- DIRECTION A
In the records, begin at the line that has "Mark the black" and stop after the last line of the records. Rewrite those lines in full, requests included, and shift every coordinate in the answers by adding 13 to each number.

4.   Property and Equipment

           Property and equipment consists of the following:



                                                        June 30, 2003        March 31, 2003
                                                        -------------        --------------
                                                                      
         Furniture and leasehold improvements          $      236,250       $       236,250
         Equipment and software                             1,131,665             1,131,665
                                                        -------------        --------------
              Total property and equipment                  1,367,915             1,367,915
         Less accumulated depreciation                     (1,080,263)           (1,043,421)
                                                        -------------        --------------
              Net property and equipment               $      287,652       $       324,494
                                                        =============        ==============


5.   Inventory

         Inventory consists primarily of parts associated with servicing
         maintenance contracts and, to a lesser degree, third-party computer
         hardware and third-party software products which are typically awaiting
         transfer to a customer, and is stated at the lower of cost (first-in,
         first-out) or market.

- DATA TO USE
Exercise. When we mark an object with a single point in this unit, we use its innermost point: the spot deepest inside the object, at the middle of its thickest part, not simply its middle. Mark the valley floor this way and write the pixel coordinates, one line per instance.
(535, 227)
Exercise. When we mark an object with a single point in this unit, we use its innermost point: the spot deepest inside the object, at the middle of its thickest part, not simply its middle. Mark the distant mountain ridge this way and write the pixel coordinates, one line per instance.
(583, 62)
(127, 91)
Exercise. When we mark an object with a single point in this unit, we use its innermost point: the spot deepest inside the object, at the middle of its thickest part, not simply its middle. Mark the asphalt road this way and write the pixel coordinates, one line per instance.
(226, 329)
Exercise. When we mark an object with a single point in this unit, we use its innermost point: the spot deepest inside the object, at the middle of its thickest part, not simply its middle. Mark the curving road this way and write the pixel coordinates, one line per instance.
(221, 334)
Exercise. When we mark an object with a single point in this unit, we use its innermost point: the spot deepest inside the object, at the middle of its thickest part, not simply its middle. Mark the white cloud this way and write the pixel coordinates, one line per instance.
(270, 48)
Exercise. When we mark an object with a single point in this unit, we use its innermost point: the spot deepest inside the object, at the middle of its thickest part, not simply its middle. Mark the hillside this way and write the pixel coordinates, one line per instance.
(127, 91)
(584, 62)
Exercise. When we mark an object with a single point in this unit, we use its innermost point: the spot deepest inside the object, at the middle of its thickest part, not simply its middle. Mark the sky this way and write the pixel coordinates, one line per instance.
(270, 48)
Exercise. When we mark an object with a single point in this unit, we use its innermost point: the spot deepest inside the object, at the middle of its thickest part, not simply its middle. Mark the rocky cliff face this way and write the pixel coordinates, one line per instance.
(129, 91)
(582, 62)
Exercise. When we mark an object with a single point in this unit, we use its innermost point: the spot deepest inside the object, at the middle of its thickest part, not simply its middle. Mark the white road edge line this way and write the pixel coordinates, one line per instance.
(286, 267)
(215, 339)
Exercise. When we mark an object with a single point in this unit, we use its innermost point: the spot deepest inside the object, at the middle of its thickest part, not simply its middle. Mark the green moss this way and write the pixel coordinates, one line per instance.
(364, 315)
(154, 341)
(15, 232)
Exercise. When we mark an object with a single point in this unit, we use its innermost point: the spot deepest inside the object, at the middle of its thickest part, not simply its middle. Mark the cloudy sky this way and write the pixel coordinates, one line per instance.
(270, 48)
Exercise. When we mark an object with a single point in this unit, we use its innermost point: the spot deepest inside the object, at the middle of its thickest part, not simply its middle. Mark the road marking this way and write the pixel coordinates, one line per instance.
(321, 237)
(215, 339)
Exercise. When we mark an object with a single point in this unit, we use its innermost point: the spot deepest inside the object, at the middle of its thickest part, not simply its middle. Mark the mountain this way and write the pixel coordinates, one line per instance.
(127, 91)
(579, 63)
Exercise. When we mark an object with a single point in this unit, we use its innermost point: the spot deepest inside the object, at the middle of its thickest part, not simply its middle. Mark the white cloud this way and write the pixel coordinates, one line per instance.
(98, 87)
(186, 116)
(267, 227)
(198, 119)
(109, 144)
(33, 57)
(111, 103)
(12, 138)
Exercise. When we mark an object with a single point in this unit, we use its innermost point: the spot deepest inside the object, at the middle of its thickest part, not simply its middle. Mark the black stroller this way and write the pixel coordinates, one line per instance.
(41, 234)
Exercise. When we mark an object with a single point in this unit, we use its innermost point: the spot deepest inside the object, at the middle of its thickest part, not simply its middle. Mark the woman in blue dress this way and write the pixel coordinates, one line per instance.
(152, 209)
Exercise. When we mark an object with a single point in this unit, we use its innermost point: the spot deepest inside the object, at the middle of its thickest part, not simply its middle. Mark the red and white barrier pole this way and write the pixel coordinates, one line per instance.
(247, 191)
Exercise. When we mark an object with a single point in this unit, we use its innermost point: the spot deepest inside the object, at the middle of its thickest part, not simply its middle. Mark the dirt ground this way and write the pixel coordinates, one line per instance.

- DIRECTION B
Extend the financial note on property, equipment and inventory beyond its last sentence.

- TASK OUTPUT A
Exercise. When we mark an object with a single point in this unit, we use its innermost point: the spot deepest inside the object, at the middle of its thickest part, not simply its middle. Mark the black stroller this way and write the pixel coordinates, one line per instance.
(54, 247)
Exercise. When we mark an object with a single point in this unit, we use its innermost point: the spot deepest inside the object, at the middle of its thickest part, not simply its middle. Mark the woman in blue dress this way and write the pixel coordinates, one line per instance.
(165, 222)
Exercise. When we mark an object with a single point in this unit, we use its innermost point: the spot deepest inside the object, at the middle of its thickest part, not simply its middle. Mark the red and white barrier pole this way and write the pixel coordinates, one line per instance.
(260, 204)
Exercise. When we mark an object with a single point in this unit, we use its innermost point: the spot deepest inside the object, at the middle of its thickest part, not simply its middle. Mark the dirt ground this way and write the pixel coordinates, one line per instance.

- TASK OUTPUT B
6.   Long Term Debt

         In December 2000, the Company signed a $5 million note, converting
         approximately $5 million of its accounts payable, with 10% interest and
         an initial due date of April 2, 2002. The note is secured by a pledge
         to the note holder of substantially all of the Company's assets. In
         August 2002, the Company renegotiated the terms of the note. The
         current note bears interest at 6% and is due in April 2004, with the
         option of the maker to extend the maturity date to April 2005. The
         balance of the current promissory note at June 30, 2003 is $6,337,686
         with approximately $749,132 accrued interest at June 30, 2003. The
         current note requires the Company to make monthly payments of 40% of
         its available operating profits each month. This note further requires
         that the Company direct 50% of any future sums received by, committed
         to, or invested in the Company as an additional equity capital
         infusion, towards repayment of the unpaid balance of this note. In
         August 2002, the Company further amended the note to add weekly
         payments of $1,000.

7.   Earnings Per Share

         FASB Statement of Financial Accounting Standards No. 128, "Earnings Per
         Share" ("SFAS 128") provides for the calculation of Basic and Diluted
         earnings per share. Basic earnings per share includes no dilution and
         is computed by dividing income available to common shareholders by the
         weighted average number of common shares outstanding for the period.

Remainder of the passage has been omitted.